» **Data for review**:
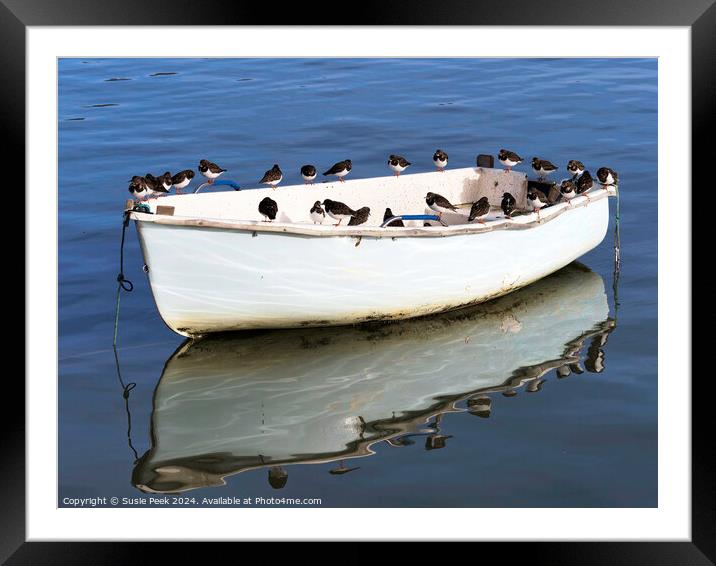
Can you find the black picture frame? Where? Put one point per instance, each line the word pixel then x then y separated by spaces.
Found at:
pixel 699 15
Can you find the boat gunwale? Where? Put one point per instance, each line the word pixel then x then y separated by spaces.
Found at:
pixel 306 229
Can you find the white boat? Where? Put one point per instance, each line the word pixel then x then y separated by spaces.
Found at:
pixel 230 403
pixel 214 265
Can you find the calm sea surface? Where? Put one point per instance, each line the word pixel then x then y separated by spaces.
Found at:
pixel 544 398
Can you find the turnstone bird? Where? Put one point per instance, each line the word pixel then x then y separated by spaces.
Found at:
pixel 508 204
pixel 568 190
pixel 509 159
pixel 479 210
pixel 155 187
pixel 338 210
pixel 607 176
pixel 439 203
pixel 543 167
pixel 440 160
pixel 480 407
pixel 308 172
pixel 536 200
pixel 166 180
pixel 182 179
pixel 318 215
pixel 341 469
pixel 210 170
pixel 361 217
pixel 584 183
pixel 277 477
pixel 340 169
pixel 268 209
pixel 575 168
pixel 389 214
pixel 272 177
pixel 138 187
pixel 398 163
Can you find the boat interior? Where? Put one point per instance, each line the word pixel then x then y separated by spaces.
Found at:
pixel 404 195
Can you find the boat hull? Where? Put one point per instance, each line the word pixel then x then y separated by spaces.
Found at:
pixel 210 279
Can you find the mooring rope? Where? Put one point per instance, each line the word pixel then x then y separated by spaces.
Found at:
pixel 126 390
pixel 122 281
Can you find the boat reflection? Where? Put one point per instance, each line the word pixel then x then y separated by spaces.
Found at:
pixel 231 403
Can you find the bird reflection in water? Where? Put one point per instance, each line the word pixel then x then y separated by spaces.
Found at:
pixel 266 400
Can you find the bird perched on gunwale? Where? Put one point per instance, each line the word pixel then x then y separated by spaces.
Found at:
pixel 509 159
pixel 584 183
pixel 182 179
pixel 361 217
pixel 340 169
pixel 607 176
pixel 440 160
pixel 575 168
pixel 398 164
pixel 479 210
pixel 165 180
pixel 338 210
pixel 508 204
pixel 138 187
pixel 308 172
pixel 318 215
pixel 568 190
pixel 154 186
pixel 543 167
pixel 210 170
pixel 439 203
pixel 395 224
pixel 536 200
pixel 268 209
pixel 272 177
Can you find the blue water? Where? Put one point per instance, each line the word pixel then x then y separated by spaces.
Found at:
pixel 589 440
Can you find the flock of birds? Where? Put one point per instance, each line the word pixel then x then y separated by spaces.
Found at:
pixel 579 183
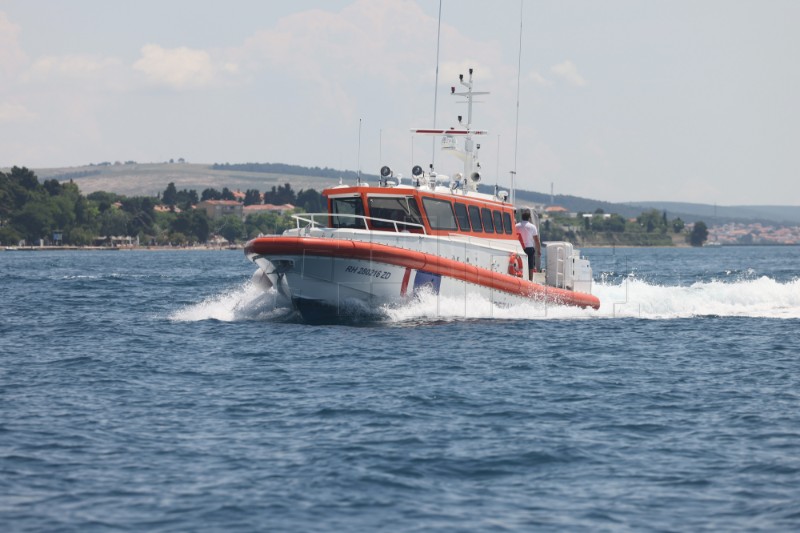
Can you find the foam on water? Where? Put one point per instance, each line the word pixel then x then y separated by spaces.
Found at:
pixel 246 302
pixel 757 298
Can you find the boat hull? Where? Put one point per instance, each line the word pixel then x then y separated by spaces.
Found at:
pixel 324 276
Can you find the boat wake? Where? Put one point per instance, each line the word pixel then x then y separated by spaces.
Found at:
pixel 246 302
pixel 632 298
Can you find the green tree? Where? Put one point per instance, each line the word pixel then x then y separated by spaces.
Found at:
pixel 170 195
pixel 699 234
pixel 310 201
pixel 231 227
pixel 210 194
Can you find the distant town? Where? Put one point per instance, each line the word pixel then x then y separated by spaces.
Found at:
pixel 755 233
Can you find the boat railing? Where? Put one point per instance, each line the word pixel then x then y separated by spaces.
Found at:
pixel 309 220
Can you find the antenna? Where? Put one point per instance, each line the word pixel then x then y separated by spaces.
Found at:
pixel 516 132
pixel 436 83
pixel 497 164
pixel 358 173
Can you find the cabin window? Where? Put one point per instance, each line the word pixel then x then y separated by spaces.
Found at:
pixel 349 211
pixel 475 218
pixel 462 216
pixel 486 215
pixel 507 226
pixel 402 209
pixel 440 213
pixel 497 217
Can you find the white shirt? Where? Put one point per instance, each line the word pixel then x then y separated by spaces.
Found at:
pixel 528 232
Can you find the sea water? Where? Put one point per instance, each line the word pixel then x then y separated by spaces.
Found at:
pixel 161 391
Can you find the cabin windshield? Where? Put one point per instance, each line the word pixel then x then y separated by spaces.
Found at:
pixel 398 208
pixel 347 206
pixel 440 213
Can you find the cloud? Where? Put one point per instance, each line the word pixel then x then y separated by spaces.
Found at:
pixel 568 72
pixel 538 79
pixel 72 66
pixel 14 113
pixel 178 68
pixel 12 56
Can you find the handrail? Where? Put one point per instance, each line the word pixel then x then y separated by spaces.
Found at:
pixel 313 223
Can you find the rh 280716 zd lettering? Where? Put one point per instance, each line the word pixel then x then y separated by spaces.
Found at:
pixel 379 274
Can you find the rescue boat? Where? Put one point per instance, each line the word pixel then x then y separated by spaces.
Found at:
pixel 379 245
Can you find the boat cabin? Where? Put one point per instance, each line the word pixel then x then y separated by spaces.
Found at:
pixel 416 210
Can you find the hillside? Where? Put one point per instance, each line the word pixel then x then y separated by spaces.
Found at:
pixel 152 178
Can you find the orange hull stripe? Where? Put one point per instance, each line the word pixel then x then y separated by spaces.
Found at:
pixel 419 261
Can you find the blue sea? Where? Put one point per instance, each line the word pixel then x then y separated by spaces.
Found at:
pixel 160 391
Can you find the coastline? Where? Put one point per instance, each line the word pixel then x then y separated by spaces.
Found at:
pixel 121 248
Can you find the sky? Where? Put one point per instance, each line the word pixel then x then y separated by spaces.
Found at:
pixel 620 100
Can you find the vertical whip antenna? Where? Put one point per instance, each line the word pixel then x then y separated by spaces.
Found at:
pixel 516 133
pixel 436 82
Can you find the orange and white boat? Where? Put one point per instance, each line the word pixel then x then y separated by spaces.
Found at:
pixel 379 245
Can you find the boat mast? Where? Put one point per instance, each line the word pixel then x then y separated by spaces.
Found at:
pixel 436 83
pixel 516 133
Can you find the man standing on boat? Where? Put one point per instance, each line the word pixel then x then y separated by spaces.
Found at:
pixel 529 236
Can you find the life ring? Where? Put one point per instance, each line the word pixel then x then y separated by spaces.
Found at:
pixel 515 265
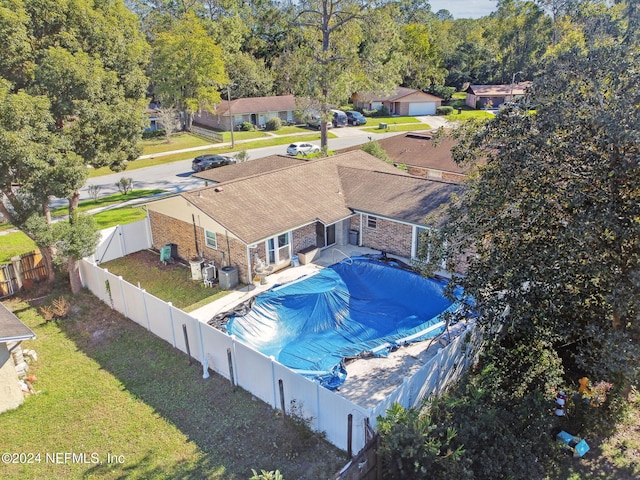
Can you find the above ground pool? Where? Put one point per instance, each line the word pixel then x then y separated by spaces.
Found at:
pixel 358 306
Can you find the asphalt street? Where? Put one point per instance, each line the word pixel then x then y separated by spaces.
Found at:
pixel 176 177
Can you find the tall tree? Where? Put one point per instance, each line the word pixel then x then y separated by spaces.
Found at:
pixel 554 216
pixel 87 59
pixel 522 32
pixel 338 57
pixel 188 68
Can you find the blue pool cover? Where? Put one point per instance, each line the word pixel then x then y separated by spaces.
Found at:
pixel 357 306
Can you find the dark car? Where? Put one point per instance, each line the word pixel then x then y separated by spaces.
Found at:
pixel 355 118
pixel 339 118
pixel 205 162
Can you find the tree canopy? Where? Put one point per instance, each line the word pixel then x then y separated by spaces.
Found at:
pixel 552 218
pixel 72 95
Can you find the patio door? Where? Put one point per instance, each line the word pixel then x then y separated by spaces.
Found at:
pixel 325 234
pixel 279 249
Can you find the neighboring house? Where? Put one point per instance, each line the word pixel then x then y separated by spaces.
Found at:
pixel 271 216
pixel 486 96
pixel 12 333
pixel 257 111
pixel 248 168
pixel 151 112
pixel 402 101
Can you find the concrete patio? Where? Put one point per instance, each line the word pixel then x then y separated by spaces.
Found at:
pixel 326 257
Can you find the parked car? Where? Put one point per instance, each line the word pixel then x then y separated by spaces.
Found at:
pixel 205 162
pixel 339 118
pixel 303 148
pixel 315 122
pixel 355 118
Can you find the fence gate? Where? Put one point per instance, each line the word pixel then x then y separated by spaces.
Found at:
pixel 8 280
pixel 365 465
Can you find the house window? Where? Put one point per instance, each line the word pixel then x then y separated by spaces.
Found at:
pixel 210 239
pixel 279 249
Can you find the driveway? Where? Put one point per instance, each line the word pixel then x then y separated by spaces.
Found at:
pixel 435 121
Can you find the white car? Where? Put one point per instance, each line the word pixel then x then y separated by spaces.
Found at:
pixel 303 148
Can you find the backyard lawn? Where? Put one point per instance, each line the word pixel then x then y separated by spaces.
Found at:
pixel 171 282
pixel 129 405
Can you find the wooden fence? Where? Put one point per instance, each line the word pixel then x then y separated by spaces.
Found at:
pixel 22 272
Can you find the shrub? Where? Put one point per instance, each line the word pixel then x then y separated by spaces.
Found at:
pixel 273 124
pixel 94 191
pixel 125 185
pixel 382 112
pixel 265 475
pixel 444 110
pixel 59 308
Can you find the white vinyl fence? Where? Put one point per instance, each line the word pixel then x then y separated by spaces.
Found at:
pixel 121 240
pixel 265 378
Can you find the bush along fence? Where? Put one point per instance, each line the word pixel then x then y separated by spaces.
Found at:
pixel 345 424
pixel 22 272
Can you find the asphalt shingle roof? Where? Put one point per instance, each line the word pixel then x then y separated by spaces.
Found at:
pixel 240 106
pixel 409 199
pixel 260 206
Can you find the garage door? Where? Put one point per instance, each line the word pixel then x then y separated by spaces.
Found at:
pixel 426 108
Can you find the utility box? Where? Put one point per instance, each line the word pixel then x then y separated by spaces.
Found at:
pixel 196 268
pixel 228 277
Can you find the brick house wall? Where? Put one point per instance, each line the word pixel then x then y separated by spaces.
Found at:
pixel 303 237
pixel 392 237
pixel 230 251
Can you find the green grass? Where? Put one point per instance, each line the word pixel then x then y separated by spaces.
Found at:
pixel 172 283
pixel 410 127
pixel 239 135
pixel 178 142
pixel 17 243
pixel 14 243
pixel 105 201
pixel 119 216
pixel 291 130
pixel 107 386
pixel 391 120
pixel 160 160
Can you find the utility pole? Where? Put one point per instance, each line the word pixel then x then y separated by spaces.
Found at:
pixel 230 116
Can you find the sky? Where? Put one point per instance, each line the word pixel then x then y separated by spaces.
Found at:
pixel 465 8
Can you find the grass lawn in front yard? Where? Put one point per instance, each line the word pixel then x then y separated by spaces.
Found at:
pixel 400 127
pixel 17 243
pixel 105 201
pixel 13 244
pixel 110 390
pixel 162 159
pixel 390 120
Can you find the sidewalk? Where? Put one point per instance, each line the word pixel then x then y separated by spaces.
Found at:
pixel 432 122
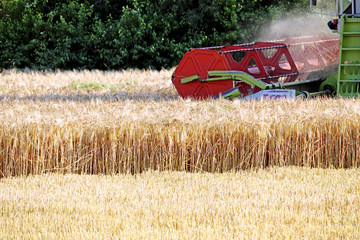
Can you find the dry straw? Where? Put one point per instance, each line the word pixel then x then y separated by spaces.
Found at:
pixel 132 135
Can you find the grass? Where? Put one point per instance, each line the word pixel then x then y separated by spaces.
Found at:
pixel 277 203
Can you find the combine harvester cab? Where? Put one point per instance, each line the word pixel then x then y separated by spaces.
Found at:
pixel 301 67
pixel 280 69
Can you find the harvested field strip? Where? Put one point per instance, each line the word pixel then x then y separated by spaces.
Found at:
pixel 276 203
pixel 212 136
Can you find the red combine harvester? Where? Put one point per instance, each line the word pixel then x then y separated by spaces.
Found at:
pixel 274 69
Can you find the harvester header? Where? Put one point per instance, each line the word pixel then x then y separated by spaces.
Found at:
pixel 301 67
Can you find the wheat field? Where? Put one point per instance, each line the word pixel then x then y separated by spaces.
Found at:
pixel 118 155
pixel 133 121
pixel 274 203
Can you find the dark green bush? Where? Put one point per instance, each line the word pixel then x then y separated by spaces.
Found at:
pixel 109 34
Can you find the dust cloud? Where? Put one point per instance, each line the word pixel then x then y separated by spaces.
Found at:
pixel 297 25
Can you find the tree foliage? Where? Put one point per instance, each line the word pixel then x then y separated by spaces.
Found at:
pixel 110 34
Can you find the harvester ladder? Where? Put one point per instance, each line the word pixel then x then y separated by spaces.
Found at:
pixel 349 60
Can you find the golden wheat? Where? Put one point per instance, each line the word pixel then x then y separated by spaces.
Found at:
pixel 277 203
pixel 66 129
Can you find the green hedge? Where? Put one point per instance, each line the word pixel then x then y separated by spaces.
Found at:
pixel 109 34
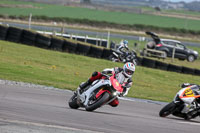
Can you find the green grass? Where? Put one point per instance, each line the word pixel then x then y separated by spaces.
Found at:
pixel 63 70
pixel 98 15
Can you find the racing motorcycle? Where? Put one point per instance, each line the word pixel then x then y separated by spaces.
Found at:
pixel 117 56
pixel 185 104
pixel 99 93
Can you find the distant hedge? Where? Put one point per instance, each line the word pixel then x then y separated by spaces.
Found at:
pixel 33 38
pixel 138 27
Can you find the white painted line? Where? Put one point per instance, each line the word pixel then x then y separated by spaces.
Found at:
pixel 190 123
pixel 48 126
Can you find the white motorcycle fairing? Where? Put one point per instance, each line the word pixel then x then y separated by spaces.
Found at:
pixel 84 97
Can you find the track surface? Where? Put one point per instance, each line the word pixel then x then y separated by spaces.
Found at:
pixel 37 109
pixel 87 32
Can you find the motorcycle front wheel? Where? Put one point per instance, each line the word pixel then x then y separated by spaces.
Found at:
pixel 73 102
pixel 167 110
pixel 96 103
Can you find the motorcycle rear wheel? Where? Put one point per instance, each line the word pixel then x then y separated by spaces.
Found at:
pixel 98 102
pixel 73 102
pixel 167 110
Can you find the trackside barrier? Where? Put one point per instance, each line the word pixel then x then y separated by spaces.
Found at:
pixel 32 38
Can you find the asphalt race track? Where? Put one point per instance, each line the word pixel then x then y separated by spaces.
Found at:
pixel 26 109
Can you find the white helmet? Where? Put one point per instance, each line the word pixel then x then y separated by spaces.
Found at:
pixel 129 69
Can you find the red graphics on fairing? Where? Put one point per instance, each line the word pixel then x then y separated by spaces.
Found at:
pixel 102 91
pixel 116 85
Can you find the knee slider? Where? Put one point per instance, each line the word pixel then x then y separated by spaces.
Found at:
pixel 94 74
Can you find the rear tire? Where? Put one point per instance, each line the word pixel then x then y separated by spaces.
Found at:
pixel 99 102
pixel 73 102
pixel 167 110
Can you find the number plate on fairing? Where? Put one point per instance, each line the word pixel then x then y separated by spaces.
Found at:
pixel 189 92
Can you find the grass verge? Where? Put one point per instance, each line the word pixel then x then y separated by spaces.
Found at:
pixel 63 70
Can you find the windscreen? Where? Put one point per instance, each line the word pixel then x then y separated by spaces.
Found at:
pixel 120 78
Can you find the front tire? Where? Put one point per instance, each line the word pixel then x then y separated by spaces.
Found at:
pixel 73 102
pixel 190 58
pixel 98 102
pixel 167 110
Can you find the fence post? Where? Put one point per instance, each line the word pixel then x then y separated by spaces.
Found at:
pixel 173 53
pixel 29 22
pixel 108 39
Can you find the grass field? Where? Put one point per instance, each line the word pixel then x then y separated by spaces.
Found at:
pixel 63 70
pixel 84 13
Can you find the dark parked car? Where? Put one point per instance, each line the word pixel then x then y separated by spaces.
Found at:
pixel 167 46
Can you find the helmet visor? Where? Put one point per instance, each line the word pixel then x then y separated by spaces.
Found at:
pixel 129 72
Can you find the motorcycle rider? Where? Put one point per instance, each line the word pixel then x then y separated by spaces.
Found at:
pixel 196 90
pixel 127 70
pixel 123 48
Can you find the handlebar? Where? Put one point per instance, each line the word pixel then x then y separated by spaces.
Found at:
pixel 107 76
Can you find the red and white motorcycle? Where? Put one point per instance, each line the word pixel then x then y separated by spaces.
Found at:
pixel 101 92
pixel 185 104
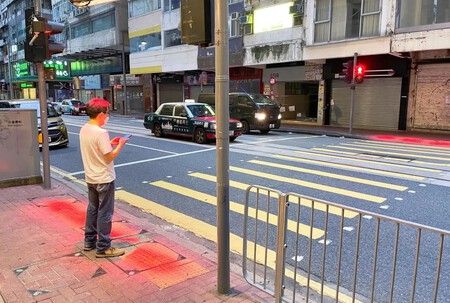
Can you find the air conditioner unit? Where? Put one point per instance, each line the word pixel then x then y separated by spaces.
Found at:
pixel 298 8
pixel 235 15
pixel 246 19
pixel 247 29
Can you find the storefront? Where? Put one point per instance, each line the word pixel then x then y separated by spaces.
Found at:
pixel 296 89
pixel 430 97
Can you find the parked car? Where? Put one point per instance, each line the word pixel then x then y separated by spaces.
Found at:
pixel 255 111
pixel 73 107
pixel 57 131
pixel 196 120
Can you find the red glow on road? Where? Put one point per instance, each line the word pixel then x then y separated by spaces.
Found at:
pixel 120 229
pixel 412 140
pixel 146 256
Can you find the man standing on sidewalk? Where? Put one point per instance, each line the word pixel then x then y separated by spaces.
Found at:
pixel 98 153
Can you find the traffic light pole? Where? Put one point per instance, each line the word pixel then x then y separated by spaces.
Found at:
pixel 43 108
pixel 222 145
pixel 352 96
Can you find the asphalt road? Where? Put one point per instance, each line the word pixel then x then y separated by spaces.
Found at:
pixel 176 178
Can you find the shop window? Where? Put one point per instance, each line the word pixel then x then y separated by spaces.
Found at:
pixel 171 5
pixel 414 13
pixel 81 29
pixel 346 19
pixel 103 23
pixel 141 7
pixel 172 37
pixel 146 42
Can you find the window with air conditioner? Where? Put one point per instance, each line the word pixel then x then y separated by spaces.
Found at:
pixel 420 13
pixel 234 26
pixel 346 19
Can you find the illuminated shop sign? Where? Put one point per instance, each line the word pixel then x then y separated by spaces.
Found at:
pixel 272 18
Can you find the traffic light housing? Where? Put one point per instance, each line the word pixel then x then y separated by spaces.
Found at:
pixel 39 45
pixel 35 41
pixel 347 71
pixel 196 23
pixel 360 70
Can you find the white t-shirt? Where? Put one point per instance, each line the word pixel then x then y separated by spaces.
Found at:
pixel 94 143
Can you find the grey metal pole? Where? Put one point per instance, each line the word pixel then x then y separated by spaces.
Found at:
pixel 124 73
pixel 352 96
pixel 222 145
pixel 10 86
pixel 43 107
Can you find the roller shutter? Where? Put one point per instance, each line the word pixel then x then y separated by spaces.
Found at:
pixel 432 99
pixel 377 104
pixel 170 92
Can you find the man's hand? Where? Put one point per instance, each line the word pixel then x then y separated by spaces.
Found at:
pixel 116 140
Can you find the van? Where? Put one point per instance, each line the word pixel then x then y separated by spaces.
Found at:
pixel 57 131
pixel 255 111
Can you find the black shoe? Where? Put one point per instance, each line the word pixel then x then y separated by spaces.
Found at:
pixel 88 247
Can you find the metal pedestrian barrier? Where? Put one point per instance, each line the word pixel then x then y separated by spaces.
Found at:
pixel 296 247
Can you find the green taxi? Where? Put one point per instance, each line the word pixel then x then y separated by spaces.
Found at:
pixel 195 120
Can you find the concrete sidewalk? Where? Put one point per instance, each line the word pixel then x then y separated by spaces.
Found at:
pixel 41 259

» **Task objective**: Exactly as written, reproduce the lines from the beginning of the material through the line with "Can you find the turnstone", and skip any picture.

» **Result of this task**:
Can you find the black picture frame? Where? Put one point per instance, each line the word pixel then x then y separated by spaces.
Found at:
pixel 699 15
Can you find the boat gunwale? Where? Put one point per instance, each line the word pixel then x then y separated by spaces.
Found at:
pixel 306 229
Can you find the white boat? Where? Put one point per instance, each line the word pixel then x then y separated by spaces.
Found at:
pixel 230 403
pixel 214 265
Can you find the calm sea surface? Where? Put one point per instance, each line the word pixel then x then y separated by spaces.
Found at:
pixel 544 398
Can you find the turnstone bird? Where? Put one point per instance, each line the word pixel then x then y separated by spaces.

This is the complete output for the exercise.